> _GOAL_: Reproduce the lines of the records verbatim, beginning at the line that contains "Spot the white porcelain" and ending after the line that contains "[[38, 643]]".
<<<<
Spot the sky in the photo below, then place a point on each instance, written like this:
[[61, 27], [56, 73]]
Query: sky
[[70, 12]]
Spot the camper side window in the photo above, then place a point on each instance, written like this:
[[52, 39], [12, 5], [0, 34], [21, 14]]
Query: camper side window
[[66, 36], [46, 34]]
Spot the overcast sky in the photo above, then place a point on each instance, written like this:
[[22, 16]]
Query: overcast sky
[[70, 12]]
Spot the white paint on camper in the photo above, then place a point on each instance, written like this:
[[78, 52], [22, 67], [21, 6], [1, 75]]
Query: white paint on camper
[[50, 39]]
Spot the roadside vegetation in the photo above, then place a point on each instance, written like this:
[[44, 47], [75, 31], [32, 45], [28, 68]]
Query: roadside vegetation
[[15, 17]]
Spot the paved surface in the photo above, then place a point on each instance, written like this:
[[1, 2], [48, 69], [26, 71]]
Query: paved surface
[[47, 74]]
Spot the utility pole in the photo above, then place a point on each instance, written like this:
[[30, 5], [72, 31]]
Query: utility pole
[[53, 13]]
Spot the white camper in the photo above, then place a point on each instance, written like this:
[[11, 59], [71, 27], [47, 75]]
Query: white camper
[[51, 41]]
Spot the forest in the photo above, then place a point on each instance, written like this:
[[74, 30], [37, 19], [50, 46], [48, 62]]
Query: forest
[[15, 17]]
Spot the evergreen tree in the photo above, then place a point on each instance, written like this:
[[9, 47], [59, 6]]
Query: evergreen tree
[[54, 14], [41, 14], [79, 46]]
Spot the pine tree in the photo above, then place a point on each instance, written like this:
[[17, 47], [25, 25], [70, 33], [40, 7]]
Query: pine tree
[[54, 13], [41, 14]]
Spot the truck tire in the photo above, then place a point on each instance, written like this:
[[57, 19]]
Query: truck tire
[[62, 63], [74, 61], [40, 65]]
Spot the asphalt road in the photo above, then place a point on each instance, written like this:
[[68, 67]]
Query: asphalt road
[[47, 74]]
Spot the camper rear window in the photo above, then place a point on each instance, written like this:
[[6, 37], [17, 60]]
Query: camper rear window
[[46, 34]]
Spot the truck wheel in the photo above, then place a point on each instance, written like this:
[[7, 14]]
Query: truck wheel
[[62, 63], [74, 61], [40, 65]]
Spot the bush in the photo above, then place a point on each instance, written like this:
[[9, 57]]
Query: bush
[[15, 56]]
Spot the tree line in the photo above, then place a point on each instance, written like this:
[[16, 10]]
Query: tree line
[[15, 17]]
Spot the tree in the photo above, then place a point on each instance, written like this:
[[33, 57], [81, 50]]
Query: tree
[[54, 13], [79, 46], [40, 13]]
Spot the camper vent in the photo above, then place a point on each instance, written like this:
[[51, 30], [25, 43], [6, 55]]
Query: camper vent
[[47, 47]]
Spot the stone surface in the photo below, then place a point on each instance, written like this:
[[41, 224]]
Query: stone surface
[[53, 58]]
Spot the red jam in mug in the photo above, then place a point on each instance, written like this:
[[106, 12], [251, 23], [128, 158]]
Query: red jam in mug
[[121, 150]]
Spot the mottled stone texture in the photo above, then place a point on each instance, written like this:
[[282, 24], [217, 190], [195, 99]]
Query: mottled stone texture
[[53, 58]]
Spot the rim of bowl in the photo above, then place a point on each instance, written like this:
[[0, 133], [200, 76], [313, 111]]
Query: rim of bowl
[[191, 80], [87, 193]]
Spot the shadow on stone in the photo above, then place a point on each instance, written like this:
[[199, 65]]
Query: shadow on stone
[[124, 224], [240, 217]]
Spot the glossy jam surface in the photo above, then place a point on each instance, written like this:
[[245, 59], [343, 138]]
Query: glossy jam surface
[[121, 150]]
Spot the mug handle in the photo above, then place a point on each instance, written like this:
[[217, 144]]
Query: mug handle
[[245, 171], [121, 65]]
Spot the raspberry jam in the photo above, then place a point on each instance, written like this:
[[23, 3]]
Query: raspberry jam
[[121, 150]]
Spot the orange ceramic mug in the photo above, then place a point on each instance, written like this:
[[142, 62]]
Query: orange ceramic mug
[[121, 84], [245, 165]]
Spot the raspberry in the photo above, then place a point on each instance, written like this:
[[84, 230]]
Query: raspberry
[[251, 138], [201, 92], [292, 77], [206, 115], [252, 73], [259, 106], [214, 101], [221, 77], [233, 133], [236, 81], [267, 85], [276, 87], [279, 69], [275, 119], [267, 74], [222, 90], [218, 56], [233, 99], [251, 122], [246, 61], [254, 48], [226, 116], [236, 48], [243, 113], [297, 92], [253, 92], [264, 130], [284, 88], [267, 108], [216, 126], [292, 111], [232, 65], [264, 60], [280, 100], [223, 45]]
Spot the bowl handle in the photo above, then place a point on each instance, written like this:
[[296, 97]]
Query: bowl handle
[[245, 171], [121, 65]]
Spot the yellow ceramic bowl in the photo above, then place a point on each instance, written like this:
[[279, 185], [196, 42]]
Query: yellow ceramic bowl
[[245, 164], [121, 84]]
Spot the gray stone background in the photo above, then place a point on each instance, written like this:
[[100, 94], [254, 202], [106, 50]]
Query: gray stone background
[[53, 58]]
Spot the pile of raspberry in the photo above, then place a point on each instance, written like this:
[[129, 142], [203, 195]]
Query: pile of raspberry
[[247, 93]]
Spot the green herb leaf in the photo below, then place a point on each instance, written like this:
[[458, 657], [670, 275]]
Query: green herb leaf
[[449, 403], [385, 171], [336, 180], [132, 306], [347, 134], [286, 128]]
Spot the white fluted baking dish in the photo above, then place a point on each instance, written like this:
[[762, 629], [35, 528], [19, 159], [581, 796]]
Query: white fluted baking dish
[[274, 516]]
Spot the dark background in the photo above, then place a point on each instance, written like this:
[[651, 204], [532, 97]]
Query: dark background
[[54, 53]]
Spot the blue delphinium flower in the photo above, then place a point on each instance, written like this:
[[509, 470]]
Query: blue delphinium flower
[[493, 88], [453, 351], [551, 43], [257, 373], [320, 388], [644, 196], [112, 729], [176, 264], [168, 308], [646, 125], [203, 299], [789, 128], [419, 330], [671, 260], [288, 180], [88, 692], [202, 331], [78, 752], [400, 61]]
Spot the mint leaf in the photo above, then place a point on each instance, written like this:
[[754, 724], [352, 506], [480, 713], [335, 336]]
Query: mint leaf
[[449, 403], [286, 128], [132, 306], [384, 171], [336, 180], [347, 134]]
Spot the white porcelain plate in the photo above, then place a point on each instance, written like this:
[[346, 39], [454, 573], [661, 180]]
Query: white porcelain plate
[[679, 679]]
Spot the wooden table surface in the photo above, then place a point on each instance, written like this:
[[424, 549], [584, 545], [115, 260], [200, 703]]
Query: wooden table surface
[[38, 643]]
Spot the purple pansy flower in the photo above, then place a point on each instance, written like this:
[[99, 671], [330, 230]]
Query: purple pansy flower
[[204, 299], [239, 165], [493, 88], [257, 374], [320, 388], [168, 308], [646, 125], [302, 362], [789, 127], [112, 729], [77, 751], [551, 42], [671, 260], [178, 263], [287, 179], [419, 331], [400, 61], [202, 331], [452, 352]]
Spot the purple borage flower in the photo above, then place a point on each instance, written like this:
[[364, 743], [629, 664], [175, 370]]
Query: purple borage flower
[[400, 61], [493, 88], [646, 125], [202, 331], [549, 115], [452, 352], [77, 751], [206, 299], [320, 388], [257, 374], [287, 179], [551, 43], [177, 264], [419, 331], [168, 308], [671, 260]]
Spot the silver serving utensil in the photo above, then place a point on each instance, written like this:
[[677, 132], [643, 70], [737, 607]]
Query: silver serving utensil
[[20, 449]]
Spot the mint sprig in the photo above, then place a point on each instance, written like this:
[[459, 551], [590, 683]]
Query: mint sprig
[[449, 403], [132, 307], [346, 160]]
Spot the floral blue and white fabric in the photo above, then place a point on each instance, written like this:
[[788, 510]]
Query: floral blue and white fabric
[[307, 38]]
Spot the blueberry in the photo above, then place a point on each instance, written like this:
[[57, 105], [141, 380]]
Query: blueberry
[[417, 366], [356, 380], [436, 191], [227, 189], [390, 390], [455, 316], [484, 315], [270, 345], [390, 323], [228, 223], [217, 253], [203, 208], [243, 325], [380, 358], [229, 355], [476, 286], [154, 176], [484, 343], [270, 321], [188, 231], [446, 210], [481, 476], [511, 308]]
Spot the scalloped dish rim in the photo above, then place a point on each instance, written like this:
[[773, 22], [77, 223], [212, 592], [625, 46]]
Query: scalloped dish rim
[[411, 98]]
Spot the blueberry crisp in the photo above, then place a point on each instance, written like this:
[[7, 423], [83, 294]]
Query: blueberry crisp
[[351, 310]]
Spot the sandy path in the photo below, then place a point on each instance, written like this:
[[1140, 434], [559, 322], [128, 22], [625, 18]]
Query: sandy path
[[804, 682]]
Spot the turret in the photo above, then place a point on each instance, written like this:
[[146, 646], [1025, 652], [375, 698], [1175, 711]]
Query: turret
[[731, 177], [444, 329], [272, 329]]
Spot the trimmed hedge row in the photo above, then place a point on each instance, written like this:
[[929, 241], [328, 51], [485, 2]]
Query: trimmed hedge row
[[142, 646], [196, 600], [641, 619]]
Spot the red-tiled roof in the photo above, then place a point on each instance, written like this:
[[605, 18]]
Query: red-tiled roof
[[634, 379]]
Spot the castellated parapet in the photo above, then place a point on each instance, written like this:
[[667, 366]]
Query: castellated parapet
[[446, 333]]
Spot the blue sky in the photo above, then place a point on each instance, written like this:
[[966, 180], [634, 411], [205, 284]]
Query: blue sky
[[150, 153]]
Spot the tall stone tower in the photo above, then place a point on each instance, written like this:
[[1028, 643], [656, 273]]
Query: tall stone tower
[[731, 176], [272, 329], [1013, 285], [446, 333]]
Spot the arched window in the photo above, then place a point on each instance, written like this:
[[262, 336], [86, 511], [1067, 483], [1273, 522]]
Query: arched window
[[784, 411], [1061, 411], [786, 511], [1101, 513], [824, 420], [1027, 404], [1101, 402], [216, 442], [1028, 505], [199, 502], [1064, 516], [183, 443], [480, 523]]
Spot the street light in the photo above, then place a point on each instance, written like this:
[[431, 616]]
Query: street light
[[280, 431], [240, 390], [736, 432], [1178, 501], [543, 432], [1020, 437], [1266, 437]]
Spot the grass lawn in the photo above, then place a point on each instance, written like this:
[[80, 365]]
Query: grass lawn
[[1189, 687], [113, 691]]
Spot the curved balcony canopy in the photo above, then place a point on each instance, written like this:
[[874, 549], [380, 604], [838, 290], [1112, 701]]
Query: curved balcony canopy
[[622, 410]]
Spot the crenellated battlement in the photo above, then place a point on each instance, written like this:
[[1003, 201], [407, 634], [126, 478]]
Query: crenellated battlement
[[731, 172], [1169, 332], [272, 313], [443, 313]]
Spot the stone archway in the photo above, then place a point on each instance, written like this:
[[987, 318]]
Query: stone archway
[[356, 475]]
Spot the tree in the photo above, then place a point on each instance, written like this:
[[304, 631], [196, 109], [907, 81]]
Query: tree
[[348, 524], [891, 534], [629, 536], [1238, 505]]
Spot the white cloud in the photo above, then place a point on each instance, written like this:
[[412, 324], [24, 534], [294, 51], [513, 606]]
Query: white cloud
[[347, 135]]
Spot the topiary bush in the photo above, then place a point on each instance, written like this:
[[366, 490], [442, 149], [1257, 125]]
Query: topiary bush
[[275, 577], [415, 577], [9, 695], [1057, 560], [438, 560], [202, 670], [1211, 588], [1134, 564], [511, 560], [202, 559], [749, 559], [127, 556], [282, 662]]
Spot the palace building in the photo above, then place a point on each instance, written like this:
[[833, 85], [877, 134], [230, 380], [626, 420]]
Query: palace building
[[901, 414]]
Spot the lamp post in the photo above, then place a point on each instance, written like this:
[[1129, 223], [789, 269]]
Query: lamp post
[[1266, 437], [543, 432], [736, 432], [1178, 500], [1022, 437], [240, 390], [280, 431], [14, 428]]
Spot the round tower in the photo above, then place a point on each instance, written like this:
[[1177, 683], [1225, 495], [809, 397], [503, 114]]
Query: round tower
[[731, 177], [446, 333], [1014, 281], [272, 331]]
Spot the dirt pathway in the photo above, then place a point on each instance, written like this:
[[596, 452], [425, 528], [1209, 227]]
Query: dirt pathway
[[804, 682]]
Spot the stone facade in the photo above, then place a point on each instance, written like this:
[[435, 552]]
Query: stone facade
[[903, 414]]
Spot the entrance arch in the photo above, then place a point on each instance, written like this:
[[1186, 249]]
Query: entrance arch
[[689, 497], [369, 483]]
>>>>
> _ANSWER TO THE PROBLEM_:
Spot the white porcelain plate in the photo above, then place a point on each instance, written like this:
[[346, 39], [454, 573], [661, 180]]
Query: white porcelain plate
[[679, 679]]
Spot the wooden table surface in the photo above, then place a point on each instance, written like this:
[[424, 549], [584, 545], [115, 260], [200, 703]]
Query: wooden table surface
[[38, 643]]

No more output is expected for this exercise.